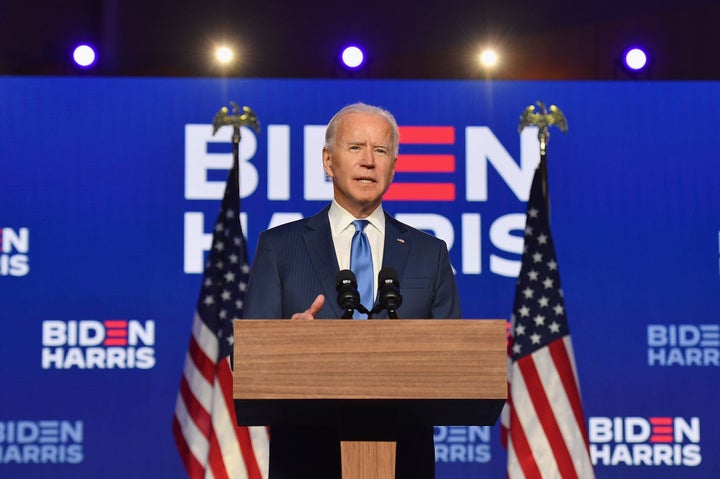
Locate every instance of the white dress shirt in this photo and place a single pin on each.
(343, 229)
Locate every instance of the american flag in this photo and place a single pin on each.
(543, 424)
(210, 443)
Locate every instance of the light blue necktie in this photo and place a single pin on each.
(361, 265)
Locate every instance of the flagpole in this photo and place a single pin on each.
(543, 120)
(247, 118)
(206, 433)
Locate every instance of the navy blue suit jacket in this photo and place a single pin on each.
(294, 263)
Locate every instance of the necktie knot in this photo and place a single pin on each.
(360, 225)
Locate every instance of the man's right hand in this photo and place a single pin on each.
(312, 311)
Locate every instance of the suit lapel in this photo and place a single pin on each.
(397, 245)
(321, 251)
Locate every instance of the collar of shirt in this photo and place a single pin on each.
(343, 230)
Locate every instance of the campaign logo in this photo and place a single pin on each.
(462, 444)
(14, 248)
(683, 344)
(41, 442)
(645, 441)
(428, 171)
(109, 344)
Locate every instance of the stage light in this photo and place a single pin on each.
(224, 55)
(488, 58)
(84, 56)
(352, 57)
(635, 59)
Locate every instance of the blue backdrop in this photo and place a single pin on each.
(109, 189)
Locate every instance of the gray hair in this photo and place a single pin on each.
(359, 107)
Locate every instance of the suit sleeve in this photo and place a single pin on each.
(264, 283)
(446, 300)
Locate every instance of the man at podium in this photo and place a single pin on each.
(295, 266)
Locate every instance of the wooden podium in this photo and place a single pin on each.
(368, 377)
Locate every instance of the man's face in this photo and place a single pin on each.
(361, 163)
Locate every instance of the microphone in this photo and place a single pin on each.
(389, 296)
(348, 297)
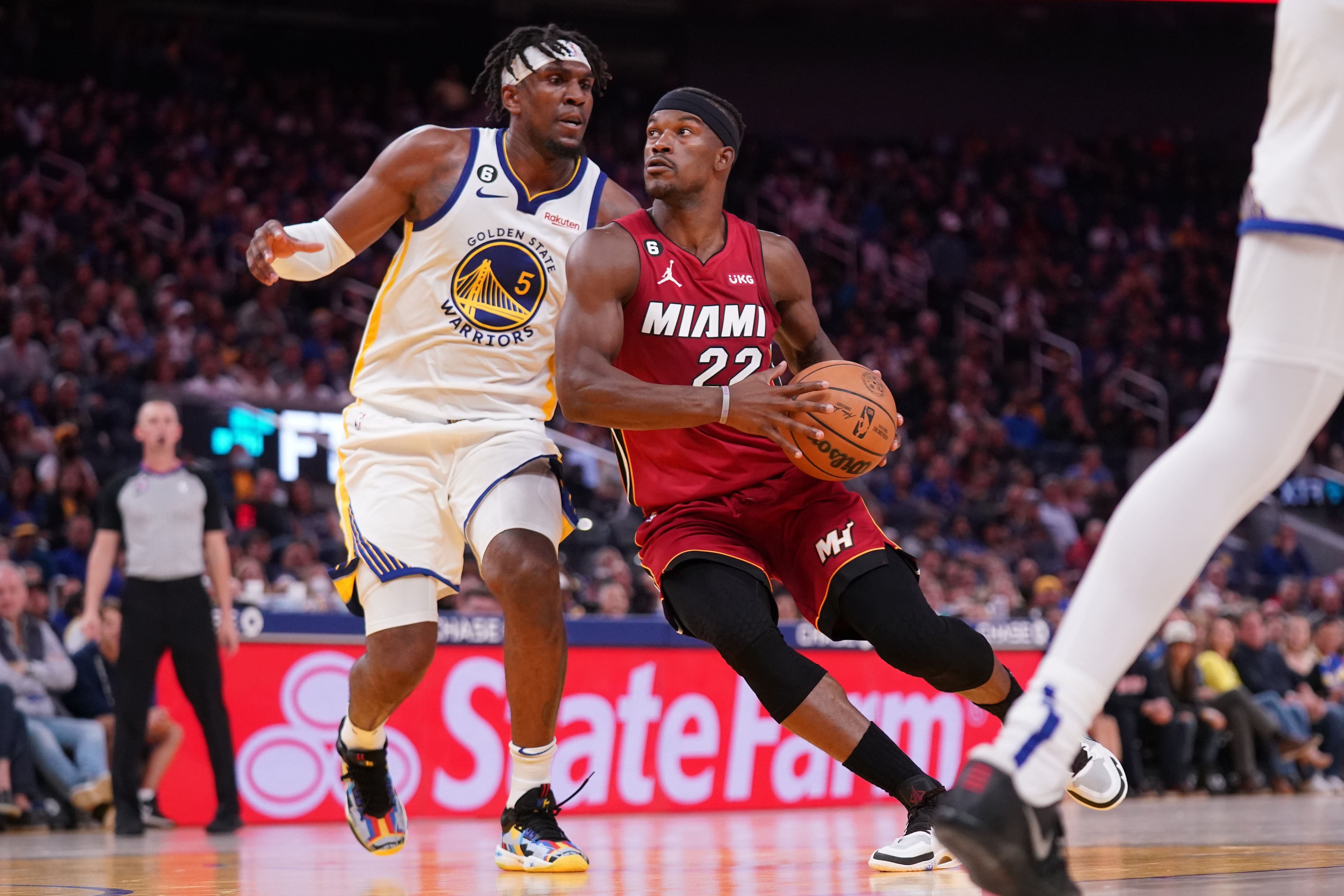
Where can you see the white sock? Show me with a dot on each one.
(531, 769)
(361, 739)
(1275, 395)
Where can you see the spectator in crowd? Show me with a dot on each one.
(1092, 471)
(1080, 553)
(1197, 723)
(1057, 519)
(22, 503)
(613, 598)
(37, 668)
(479, 602)
(19, 793)
(96, 311)
(1300, 651)
(1283, 557)
(1299, 711)
(1143, 710)
(23, 359)
(26, 549)
(92, 698)
(1328, 676)
(1248, 719)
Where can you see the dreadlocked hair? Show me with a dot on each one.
(547, 40)
(725, 107)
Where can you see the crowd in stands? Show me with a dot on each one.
(57, 715)
(127, 199)
(1234, 696)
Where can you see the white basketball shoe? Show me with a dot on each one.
(1099, 781)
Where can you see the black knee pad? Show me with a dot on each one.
(970, 661)
(886, 608)
(780, 676)
(733, 610)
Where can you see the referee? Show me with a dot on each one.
(170, 518)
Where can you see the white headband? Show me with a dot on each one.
(534, 58)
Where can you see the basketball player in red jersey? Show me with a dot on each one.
(666, 338)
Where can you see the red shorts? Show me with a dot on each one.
(814, 537)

==*==

**Brief:** Copy every row above word for word, omitting the pictures.

**Result of this task:**
Locate every instance of the white dress shirt in this photo and place a single pin on each.
(343, 229)
Locate every instance of the american flag in this photo and place a single pin on each.
(543, 424)
(210, 443)
Locate every instance of the light blue necktie in this photo and place a single pin on each.
(361, 265)
Locate every instance of the flagpole in this photo and place a single pin on each.
(543, 120)
(247, 118)
(206, 433)
Locate every instance of the navy blue suit jacket in this photo and place a single pin on each.
(294, 263)
Locate every instance of the necktie knot in this photo and place a single pin on each.
(360, 225)
Locate every instance of the man's right hand in this photo and place a single pin on each.
(312, 311)
Locate every instance of the suit lapel in this photo and place a single pin on each.
(397, 245)
(321, 251)
Locate every instance of the collar of shirt in this photo and place a single pin on each.
(343, 230)
Locate every instance of the campaign logo in this photo and place a single pin on each.
(462, 444)
(14, 248)
(683, 344)
(41, 442)
(645, 441)
(428, 171)
(109, 344)
Locate every instance of the stage light in this photo and place a single pin on each.
(224, 55)
(488, 58)
(84, 56)
(352, 57)
(635, 59)
Locate every instance of the blue backdrop in this photo and place a single pin on each.
(109, 189)
Locate every instance of the gray hair in this photo and place a single pin on each.
(359, 107)
Locate every instance of the suit sleeve in this photo and place a single pin on each.
(264, 283)
(446, 300)
Locate every instance of the man at podium in this photo and place a single pin on each.
(295, 266)
Locate every instance of the wooden podium in this photo and place a single pin on each.
(368, 377)
Locate every instance of the man's face in this photo and place a single pin on each.
(361, 163)
Locate every instance of the microphone in this photo and place a single pin on each.
(389, 296)
(348, 297)
Where can you see the white sock? Show me with a dot on each one.
(531, 769)
(361, 739)
(1275, 395)
Where can you see the spectator in crowd? Show me with a dot on each one.
(1092, 471)
(1080, 553)
(1197, 723)
(1057, 519)
(22, 503)
(613, 598)
(37, 668)
(479, 602)
(19, 793)
(96, 311)
(1300, 651)
(1283, 557)
(1299, 711)
(1143, 710)
(23, 359)
(26, 549)
(92, 698)
(1328, 676)
(1248, 719)
Where can you see the dreadlocked hair? Show me with a dot on each one.
(547, 40)
(725, 107)
Where can you see the crowd in stands? Show me with a dot on each one.
(57, 715)
(127, 199)
(1234, 696)
Where can you see the white basketball shoe? Show me with a dot on each one.
(1099, 781)
Where can you see the black knee pad? Show me with a dot on each one.
(970, 661)
(886, 608)
(780, 676)
(733, 610)
Where can you see the referee? Show me with a dot on each one.
(170, 518)
Where can you see the white headband? Show me with a dot on each one.
(534, 58)
Where can you see the basketball player in red jersey? Show me with a dot on each one.
(666, 338)
Where can you see the red shorts? Show me with a dot on each one.
(814, 537)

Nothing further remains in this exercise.